=== INPUT ===

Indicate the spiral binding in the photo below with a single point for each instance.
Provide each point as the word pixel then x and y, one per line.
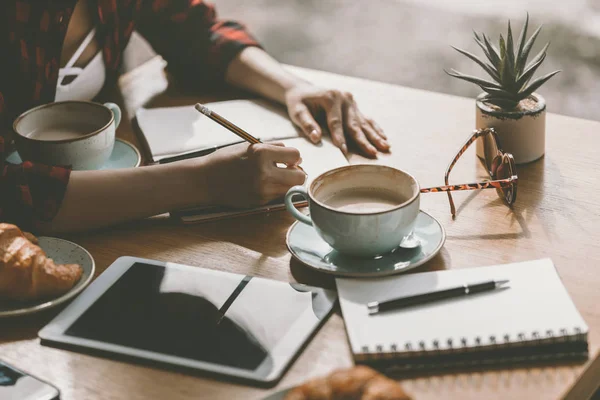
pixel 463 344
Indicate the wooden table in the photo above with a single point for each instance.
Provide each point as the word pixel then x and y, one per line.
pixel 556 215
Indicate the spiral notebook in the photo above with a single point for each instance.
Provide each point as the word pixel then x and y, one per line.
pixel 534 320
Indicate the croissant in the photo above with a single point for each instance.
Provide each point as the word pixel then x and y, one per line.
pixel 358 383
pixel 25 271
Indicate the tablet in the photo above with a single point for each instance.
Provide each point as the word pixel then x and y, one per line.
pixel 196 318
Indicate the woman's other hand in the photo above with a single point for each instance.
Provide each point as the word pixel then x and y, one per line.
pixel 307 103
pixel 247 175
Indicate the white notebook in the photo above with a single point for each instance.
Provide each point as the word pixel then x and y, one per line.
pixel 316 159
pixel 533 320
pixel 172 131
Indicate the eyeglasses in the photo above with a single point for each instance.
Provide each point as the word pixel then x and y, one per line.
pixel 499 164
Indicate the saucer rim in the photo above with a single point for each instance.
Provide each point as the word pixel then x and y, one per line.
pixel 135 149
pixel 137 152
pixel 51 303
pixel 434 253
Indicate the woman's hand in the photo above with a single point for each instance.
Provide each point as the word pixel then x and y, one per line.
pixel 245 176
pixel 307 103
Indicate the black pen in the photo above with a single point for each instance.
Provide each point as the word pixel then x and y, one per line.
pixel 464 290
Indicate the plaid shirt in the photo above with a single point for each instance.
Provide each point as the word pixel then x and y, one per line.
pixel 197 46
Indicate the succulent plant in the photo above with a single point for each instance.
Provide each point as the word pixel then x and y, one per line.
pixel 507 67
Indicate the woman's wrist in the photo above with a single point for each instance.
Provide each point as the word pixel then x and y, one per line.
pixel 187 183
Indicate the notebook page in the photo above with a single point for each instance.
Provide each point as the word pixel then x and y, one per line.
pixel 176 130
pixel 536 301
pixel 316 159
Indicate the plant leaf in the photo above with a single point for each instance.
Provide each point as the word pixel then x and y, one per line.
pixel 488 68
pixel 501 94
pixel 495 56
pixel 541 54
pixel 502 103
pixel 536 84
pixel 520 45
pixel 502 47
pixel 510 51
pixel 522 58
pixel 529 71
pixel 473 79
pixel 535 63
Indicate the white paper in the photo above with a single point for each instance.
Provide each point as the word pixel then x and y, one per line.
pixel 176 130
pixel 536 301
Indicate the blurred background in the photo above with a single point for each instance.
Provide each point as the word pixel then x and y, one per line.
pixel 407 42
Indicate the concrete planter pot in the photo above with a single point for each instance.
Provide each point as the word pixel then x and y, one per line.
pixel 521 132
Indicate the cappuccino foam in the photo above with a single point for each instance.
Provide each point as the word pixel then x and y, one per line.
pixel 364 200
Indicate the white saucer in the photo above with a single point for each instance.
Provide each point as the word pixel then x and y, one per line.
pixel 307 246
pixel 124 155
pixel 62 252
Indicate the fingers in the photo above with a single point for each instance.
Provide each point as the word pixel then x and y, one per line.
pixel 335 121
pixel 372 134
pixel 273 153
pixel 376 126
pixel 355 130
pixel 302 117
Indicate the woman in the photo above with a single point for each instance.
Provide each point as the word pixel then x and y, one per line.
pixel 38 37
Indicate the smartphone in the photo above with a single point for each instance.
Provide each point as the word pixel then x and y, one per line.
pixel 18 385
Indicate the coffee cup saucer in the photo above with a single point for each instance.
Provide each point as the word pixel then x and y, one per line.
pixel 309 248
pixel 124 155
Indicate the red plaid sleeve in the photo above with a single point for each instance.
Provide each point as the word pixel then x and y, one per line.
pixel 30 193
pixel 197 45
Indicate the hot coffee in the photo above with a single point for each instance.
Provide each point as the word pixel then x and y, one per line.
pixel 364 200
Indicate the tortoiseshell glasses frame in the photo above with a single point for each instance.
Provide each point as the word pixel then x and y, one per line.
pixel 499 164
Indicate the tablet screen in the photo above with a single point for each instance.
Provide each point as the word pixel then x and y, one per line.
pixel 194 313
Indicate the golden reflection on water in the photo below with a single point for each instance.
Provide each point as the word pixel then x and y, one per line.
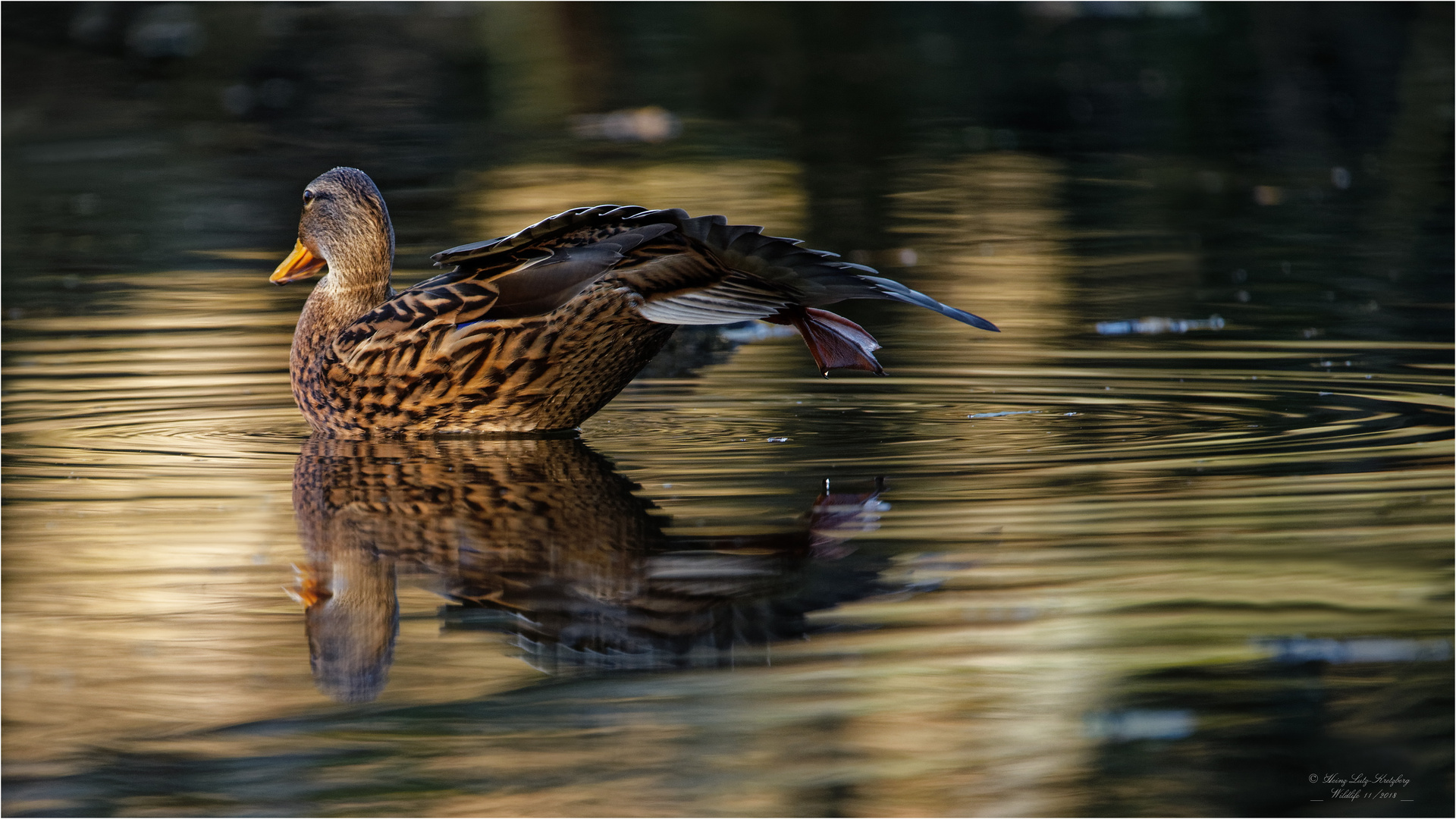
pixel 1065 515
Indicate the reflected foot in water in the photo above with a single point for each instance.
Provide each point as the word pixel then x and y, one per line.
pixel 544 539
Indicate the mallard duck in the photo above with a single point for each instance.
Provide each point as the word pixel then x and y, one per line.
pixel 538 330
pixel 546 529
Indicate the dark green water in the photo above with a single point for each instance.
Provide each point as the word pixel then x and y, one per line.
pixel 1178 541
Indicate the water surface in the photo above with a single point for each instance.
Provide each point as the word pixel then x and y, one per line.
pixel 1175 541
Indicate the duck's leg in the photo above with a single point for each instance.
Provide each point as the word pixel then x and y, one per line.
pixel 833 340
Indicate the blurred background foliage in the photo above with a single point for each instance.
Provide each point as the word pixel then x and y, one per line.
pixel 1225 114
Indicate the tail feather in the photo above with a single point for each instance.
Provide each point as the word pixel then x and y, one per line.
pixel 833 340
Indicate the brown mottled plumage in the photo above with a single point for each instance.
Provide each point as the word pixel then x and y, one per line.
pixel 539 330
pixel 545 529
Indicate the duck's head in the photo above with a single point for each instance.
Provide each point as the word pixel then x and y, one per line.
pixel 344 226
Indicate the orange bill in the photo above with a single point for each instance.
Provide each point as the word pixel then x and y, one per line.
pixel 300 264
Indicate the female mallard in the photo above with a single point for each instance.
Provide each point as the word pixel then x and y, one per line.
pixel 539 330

===
=== INPUT ===

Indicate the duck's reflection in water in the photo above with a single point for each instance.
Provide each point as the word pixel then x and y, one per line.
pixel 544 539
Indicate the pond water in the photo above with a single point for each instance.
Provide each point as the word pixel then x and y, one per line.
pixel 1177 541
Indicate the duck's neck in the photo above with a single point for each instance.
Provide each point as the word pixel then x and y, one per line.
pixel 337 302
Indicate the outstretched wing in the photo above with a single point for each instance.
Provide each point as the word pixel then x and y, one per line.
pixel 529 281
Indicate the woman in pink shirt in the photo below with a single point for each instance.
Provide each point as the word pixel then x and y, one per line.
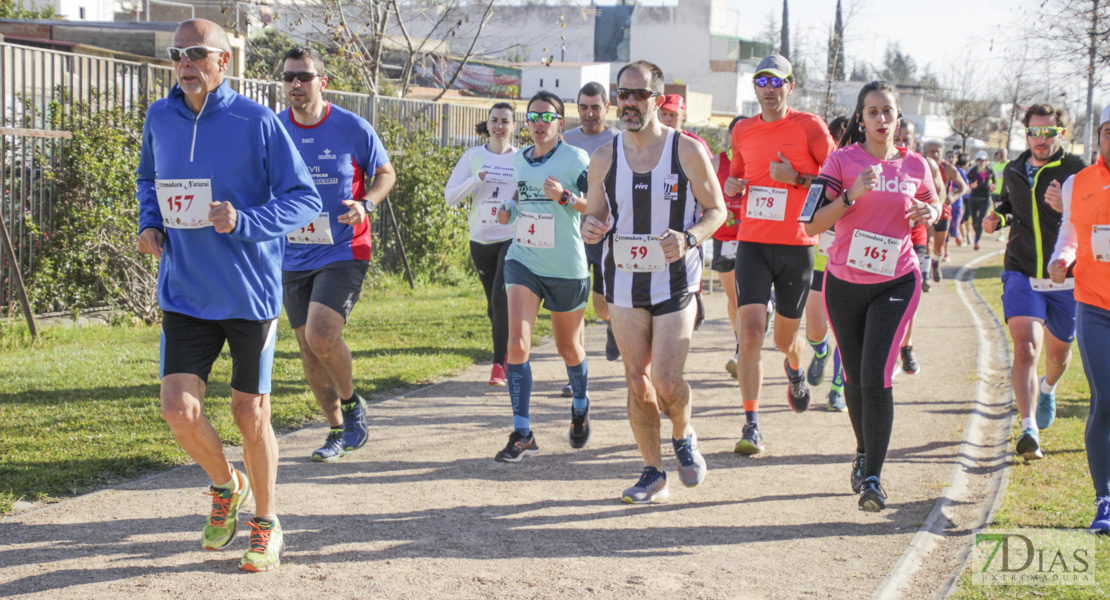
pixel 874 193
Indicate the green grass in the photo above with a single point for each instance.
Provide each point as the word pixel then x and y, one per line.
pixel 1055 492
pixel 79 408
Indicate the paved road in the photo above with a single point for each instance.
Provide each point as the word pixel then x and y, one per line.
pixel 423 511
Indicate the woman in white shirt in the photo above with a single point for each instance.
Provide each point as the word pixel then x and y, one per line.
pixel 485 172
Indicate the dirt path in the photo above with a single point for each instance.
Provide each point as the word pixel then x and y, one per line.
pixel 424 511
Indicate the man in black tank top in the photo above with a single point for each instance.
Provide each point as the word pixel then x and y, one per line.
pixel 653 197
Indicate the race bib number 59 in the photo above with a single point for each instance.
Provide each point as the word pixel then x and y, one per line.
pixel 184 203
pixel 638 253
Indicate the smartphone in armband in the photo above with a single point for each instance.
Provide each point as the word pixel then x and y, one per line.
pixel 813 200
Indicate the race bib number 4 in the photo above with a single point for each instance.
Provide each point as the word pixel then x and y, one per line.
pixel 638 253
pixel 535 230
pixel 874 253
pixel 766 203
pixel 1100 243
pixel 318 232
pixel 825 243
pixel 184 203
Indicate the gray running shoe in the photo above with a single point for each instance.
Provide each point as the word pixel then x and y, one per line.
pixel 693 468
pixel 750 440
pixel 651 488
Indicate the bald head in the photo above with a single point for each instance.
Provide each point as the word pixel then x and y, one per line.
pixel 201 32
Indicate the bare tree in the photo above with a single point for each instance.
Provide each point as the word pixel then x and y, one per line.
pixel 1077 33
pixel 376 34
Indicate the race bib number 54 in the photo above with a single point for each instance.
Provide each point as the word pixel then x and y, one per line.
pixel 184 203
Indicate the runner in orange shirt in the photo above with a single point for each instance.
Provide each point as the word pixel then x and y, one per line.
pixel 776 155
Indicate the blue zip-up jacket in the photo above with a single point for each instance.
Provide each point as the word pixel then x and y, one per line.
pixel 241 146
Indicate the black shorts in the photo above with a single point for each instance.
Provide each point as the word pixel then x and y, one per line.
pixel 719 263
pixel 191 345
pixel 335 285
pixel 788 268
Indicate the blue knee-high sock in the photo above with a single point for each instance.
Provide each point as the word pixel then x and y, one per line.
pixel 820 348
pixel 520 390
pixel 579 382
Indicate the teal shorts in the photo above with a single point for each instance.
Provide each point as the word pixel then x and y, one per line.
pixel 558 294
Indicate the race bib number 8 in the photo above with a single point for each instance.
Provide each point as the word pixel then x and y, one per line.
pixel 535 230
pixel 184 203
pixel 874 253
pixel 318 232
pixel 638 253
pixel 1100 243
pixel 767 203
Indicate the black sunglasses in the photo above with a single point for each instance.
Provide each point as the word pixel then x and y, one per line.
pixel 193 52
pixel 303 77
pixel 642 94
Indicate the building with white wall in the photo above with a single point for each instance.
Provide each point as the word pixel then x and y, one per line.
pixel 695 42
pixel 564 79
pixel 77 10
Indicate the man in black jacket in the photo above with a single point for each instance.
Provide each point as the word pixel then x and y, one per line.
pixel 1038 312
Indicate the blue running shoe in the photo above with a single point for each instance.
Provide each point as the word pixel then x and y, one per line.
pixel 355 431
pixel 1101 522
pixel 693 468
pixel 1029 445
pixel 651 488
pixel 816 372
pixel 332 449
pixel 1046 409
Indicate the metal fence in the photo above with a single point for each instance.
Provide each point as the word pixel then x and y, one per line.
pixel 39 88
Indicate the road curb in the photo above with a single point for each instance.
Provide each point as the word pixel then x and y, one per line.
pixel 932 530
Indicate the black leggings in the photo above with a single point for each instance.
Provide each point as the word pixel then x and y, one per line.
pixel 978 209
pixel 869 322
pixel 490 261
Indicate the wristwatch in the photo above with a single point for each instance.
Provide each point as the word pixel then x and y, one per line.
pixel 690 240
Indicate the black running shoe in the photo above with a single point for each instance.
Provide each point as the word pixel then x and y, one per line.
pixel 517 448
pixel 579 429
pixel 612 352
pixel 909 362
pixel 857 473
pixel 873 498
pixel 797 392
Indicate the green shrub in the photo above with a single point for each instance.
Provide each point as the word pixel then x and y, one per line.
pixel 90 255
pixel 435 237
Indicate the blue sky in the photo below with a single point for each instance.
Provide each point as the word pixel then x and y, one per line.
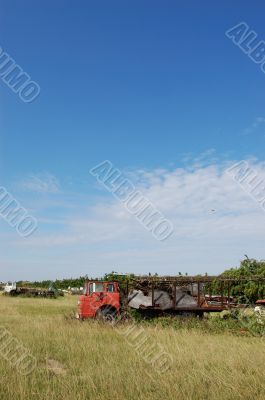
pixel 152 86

===

* _PROBLEM DESCRIPTION_
Provide the number of lines above in which the word "shoe" appears, with no further words.

* _TASK SOLUTION_
3